_DOCUMENT SECTION_.

I've traced the problem to the following code in dbdimp.c:dbd_st_fetch,
which is also where I've added the above FOO debug output:

AV * dbd_st_fetch (SV * sth, imp_sth_t * imp_sth)
{
[...]
switch (type_info->type_id) {
[...]
case PG_FLOAT4:
case PG_FLOAT8:
TRC(DBILOGFP, "FOO: %s:%2f %s\n", value, strtod((char *)value, NULL), getenv("LANG"));
sv_setnv(sv, strtod((char *)value, NULL));
break;

Where the database is delivering strings with dots as decimal point
character, strtod() in my case expects commas. It appears that macOS's
system perl uses a strtod() implementation that respects the locale
settings as per documentation in the man page:

The decimal point character is defined in the program's locale
(category LC_NUMERIC).

Since I've not been able to reproduce this with my self-compiled perl or
Debian perl I can only assume that they're using another implementation
and not the one from libc.

Software versions:

affected system perl: v5.18.4
unaffected vanilla perl: 5.29.9
DBD::Pg: 3.7.4
Postgres client library: vanilla 11.2 compiled myself
Postgres server: Debian testing 11.4-1, locale en_GB.UTF-8

Any advice on how to proceed here would be highly appreciated,
particularly regarding:

- Is it at all valid to tweak LC_NUMERIC using POSIX::setlocale() when
using DBD::Pg?

- Could the macOS system perl at runtime (without recompilation) be
convinced to use another strtod() implementation/behaviour? (... which
doesn't involve mucking about with LD_PRELOAD/DYLD_INSERT_LIBRARIES :)

- Could this reliably be fixed by switching to a non-locale-aware strtod()
implementation in DBD::Pg? Based on the protocol specification
(https://www.postgresql.org/docs/current/protocol-overview.html#PROTOCOL-FORMAT-CODES)
I suspect that the on-wire representation could be similarly affected by
server-side locale settings:

The text representation of values is whatever strings are
produced and accepted by the input/output conversion functions
for the particular data type.

I haven't yet looked at the Postgres code to find out for sure.

Thanks in advance,
--
Michael

Michael Weiser

unread,
Aug 5, 2019, 9:30:03 AM8/5/19
to dbd...@perl.org
Hi,

On Mon, Jul 01, 2019 at 03:56:28PM +0200, Michael Weiser wrote:

> I've run into a problem where floats loose their fractions on the way
> from the database to a perl script using DBD::Pg. A minimal reproducer:

Am I wrong on this list with my question or was there just too much or
too little or too specific information at once? :)

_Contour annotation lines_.
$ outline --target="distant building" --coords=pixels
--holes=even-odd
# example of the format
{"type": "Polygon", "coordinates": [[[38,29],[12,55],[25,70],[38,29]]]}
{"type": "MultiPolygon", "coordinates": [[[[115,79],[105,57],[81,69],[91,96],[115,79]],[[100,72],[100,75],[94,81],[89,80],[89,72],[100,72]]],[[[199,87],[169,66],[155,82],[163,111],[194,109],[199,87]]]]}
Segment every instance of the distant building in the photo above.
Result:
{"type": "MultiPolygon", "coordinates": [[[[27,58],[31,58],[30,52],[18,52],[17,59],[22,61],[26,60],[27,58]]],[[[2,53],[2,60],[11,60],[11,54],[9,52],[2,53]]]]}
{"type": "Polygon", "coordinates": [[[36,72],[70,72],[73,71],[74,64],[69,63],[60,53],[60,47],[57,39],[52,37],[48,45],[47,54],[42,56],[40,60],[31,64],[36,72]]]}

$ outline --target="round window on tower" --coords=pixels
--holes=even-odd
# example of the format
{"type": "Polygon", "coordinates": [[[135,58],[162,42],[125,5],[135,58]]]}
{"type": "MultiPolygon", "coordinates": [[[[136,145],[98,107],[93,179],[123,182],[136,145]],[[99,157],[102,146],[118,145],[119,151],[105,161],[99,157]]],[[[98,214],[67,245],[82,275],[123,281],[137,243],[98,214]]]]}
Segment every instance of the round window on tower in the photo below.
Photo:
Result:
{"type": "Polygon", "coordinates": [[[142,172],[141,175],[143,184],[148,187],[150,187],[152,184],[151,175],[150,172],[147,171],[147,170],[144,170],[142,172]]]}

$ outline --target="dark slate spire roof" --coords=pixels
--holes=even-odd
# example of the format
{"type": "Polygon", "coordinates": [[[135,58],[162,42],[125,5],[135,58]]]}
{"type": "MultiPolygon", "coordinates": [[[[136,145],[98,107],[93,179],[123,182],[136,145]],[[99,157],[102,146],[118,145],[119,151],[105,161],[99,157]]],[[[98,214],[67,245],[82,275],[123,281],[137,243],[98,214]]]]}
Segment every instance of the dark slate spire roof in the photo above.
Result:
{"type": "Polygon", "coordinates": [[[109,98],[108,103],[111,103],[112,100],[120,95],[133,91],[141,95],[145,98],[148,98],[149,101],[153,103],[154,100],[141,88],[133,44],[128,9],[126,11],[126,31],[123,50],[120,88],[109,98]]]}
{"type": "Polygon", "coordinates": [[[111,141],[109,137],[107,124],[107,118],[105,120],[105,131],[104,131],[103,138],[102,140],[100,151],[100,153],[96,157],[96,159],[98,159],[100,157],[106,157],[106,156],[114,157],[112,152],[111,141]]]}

_DESCRIPTION OF THE TASK_. Write out the stretch of the forum post from "affected system perl: v5.18.4" through "using DBD::Pg?", swapping "Postgres server" for "PostgreSQL server".

_THE ANSWER_.
affected system perl: v5.18.4
unaffected vanilla perl: 5.29.9
DBD::Pg: 3.7.4
Postgres client library: vanilla 11.2 compiled myself
PostgreSQL server: Debian testing 11.4-1, locale en_GB.UTF-8

Any advice on how to proceed here would be highly appreciated,
particularly regarding:

- Is it at all valid to tweak LC_NUMERIC using POSIX::setlocale() when
using DBD::Pg?